→ **Given instruction**
Write out only the tail of the records, beginning at the line containing "mattress in the photo above." and including the last line, exactly as written.

→ **Records**

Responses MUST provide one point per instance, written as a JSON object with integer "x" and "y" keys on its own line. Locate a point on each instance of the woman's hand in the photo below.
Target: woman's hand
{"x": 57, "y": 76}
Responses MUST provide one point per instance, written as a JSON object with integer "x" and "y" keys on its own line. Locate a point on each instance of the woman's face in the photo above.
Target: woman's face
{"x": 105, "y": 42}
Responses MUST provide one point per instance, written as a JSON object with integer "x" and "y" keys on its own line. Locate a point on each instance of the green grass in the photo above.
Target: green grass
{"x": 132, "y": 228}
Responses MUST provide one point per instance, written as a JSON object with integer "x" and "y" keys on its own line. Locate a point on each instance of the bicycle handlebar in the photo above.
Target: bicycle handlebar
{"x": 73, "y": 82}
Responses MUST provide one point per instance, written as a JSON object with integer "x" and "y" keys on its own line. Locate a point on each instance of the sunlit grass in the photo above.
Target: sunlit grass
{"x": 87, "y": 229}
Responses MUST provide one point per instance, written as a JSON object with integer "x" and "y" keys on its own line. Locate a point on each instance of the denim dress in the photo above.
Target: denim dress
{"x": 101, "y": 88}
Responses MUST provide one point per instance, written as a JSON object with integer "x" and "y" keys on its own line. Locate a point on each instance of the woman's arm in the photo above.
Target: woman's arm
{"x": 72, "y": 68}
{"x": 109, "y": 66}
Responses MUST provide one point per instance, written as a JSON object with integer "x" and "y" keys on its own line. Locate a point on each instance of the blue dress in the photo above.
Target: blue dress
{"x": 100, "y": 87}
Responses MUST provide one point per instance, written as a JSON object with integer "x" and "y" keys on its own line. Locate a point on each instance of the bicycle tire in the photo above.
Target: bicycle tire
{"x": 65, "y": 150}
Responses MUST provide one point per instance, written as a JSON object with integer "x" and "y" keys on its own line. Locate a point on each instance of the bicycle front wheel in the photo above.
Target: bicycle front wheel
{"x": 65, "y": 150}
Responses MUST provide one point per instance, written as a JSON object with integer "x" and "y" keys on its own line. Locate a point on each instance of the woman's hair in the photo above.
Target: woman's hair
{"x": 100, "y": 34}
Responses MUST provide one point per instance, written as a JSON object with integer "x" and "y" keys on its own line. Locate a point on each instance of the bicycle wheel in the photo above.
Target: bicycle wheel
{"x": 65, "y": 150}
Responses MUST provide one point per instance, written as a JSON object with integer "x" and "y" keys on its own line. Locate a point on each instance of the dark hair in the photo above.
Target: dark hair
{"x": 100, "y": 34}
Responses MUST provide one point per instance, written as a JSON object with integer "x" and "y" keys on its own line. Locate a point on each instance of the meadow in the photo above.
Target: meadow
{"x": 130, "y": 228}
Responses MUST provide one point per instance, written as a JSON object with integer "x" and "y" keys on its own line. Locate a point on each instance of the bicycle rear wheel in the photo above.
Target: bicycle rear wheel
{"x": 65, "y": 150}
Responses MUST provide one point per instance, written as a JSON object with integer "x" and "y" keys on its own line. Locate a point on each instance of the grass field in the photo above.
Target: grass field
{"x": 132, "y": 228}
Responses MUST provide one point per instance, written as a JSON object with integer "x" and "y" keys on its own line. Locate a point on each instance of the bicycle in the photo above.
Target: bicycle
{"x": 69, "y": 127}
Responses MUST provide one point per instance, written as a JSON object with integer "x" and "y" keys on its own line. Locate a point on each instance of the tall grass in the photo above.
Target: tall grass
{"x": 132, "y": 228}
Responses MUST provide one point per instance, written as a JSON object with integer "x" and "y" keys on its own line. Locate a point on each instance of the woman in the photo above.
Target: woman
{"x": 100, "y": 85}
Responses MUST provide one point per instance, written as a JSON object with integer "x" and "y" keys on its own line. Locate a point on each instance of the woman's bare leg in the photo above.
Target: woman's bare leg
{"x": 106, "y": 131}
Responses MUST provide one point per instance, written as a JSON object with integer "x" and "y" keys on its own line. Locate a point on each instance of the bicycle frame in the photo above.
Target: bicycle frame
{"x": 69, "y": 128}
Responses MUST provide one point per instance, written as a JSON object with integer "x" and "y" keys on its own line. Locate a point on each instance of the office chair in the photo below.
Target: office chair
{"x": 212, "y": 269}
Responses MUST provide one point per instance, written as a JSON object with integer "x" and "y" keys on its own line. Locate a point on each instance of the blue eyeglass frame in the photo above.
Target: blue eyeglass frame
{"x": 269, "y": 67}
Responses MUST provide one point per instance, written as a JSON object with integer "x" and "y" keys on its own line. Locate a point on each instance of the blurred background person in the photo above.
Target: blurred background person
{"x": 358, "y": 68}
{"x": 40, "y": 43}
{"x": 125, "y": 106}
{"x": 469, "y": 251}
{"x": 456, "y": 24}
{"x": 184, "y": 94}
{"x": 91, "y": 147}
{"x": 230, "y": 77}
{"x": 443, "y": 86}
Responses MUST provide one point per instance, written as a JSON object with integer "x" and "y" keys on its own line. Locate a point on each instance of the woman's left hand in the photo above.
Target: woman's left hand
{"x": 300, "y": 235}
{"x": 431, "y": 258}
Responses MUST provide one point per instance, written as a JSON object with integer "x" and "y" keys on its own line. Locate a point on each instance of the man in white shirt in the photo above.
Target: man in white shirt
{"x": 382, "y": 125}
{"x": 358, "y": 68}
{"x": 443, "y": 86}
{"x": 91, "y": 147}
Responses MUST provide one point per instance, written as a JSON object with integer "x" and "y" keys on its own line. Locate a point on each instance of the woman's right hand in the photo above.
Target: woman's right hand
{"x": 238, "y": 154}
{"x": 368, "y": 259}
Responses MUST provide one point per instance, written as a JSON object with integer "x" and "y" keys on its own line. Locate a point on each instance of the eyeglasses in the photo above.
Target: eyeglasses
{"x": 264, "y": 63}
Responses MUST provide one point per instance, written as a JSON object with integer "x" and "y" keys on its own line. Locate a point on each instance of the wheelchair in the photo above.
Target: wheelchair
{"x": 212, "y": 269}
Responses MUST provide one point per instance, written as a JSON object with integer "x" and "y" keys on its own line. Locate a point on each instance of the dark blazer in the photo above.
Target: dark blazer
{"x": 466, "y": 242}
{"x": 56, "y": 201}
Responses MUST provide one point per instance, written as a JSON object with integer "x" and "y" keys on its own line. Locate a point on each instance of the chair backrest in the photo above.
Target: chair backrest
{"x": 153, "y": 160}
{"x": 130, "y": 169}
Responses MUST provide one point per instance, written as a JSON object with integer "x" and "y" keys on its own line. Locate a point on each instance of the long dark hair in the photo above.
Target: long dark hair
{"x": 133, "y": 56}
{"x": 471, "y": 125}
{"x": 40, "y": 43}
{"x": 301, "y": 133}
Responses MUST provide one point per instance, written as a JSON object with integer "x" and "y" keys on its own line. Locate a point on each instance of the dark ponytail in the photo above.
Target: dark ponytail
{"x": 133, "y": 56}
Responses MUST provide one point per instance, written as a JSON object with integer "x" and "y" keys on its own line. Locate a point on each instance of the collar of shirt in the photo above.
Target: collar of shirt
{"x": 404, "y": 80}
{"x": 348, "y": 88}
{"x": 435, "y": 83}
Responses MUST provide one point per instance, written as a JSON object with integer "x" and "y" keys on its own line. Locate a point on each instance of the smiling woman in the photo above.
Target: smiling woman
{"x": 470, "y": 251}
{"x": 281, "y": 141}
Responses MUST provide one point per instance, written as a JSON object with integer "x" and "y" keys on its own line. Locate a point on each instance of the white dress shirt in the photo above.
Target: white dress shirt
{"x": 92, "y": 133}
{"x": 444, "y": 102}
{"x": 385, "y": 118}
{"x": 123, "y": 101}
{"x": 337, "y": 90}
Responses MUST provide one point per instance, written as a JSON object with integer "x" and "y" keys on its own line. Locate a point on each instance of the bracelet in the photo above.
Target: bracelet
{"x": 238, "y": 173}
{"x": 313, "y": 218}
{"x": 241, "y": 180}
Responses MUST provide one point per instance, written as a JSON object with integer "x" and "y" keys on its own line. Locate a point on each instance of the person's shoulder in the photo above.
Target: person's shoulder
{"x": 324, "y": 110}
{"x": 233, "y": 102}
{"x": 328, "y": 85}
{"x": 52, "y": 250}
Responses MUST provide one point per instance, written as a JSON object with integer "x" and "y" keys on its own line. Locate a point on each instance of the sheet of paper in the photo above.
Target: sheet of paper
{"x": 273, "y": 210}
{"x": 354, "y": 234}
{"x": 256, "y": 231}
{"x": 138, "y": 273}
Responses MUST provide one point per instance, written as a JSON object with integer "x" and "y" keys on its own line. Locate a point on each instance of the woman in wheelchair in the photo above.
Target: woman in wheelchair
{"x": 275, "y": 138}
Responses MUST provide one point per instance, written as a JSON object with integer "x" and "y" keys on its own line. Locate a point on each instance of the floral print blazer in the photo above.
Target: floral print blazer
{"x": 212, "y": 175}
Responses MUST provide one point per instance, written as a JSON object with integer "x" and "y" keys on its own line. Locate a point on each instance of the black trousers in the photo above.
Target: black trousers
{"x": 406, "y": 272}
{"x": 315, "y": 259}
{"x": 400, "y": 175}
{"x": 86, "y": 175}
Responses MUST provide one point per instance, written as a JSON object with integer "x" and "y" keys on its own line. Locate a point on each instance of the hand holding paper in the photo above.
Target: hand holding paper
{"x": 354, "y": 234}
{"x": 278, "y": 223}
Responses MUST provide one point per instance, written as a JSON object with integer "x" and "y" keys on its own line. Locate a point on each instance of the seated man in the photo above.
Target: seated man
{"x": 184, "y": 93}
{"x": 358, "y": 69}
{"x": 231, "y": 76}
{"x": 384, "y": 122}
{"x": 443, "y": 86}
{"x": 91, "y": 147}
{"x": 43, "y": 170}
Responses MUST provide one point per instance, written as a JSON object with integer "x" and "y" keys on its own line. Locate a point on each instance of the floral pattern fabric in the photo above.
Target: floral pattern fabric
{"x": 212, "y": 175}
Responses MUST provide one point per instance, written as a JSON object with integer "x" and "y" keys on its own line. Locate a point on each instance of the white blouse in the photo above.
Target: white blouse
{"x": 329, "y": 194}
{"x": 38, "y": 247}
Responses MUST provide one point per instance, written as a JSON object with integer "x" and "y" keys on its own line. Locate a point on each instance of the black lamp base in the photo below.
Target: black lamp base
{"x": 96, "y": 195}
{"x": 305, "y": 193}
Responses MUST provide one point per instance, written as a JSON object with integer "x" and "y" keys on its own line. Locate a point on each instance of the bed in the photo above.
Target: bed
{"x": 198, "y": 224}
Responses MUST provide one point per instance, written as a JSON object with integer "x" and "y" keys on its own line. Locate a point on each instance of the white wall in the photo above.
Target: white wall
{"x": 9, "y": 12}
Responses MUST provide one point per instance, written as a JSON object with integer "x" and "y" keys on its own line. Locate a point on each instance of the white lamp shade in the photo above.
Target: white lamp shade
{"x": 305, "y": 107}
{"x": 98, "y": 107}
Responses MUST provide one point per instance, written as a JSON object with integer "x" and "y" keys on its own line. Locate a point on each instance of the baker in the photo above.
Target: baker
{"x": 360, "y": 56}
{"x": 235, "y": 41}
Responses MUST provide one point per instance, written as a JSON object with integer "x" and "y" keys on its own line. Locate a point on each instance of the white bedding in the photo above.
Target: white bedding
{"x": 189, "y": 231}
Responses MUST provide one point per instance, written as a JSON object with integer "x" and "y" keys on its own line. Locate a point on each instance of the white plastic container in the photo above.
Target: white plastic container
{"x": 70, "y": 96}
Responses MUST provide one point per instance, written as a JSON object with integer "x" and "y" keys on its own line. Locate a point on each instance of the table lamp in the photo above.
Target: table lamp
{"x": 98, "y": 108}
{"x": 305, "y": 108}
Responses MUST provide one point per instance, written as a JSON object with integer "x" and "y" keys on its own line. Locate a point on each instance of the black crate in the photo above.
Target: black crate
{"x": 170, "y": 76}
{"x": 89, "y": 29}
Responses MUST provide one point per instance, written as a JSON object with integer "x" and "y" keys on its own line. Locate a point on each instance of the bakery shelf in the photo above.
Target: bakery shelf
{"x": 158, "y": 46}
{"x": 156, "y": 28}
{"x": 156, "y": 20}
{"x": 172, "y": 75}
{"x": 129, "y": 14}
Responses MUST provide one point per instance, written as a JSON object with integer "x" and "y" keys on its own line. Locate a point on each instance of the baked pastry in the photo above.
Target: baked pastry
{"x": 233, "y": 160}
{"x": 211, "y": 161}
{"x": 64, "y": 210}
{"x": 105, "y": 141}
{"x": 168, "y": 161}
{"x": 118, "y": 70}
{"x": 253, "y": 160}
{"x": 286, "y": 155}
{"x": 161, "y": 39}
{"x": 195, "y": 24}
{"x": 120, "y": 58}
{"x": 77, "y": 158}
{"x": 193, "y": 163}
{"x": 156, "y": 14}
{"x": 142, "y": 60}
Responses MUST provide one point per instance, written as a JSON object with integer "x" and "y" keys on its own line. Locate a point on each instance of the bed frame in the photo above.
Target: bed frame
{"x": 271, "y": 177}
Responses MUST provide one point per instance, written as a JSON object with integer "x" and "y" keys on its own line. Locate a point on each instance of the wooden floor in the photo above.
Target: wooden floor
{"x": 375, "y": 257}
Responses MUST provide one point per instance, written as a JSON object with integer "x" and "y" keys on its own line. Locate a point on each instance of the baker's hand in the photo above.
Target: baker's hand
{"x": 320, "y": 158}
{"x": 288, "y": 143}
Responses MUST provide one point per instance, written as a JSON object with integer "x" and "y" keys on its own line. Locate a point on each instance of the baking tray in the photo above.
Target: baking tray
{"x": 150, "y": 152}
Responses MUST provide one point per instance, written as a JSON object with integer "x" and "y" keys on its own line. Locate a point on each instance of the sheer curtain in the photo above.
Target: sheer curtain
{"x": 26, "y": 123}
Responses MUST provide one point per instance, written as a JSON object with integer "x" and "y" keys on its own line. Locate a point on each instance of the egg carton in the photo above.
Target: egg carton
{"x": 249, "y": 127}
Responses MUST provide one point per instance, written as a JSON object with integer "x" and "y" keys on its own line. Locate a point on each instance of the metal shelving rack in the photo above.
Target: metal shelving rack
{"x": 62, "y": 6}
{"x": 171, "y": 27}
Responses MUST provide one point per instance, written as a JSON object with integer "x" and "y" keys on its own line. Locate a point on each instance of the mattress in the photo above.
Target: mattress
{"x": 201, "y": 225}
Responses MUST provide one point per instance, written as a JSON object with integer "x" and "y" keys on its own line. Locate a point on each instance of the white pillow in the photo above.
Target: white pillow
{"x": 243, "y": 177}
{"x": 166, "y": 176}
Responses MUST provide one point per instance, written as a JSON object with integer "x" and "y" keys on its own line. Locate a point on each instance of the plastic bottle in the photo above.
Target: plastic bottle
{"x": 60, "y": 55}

→ **Task response**
Responses MUST provide one point per instance, written as a JSON object with integer "x" and "y" keys on its own line. Locate a point on each instance of the mattress in the photo above.
Target: mattress
{"x": 201, "y": 225}
Responses MUST provide one point per instance, written as a JSON object with integer "x" and "y" keys on its own line. Locate a point on each instance of the white pillow in the photo above.
Target: white pillow
{"x": 243, "y": 177}
{"x": 166, "y": 176}
Responses MUST provide one point per instance, written as a JSON object with integer "x" and "y" keys on its own line. Locate a point on each instance of the plastic bottle in the photo above.
Target: plastic bottle
{"x": 60, "y": 55}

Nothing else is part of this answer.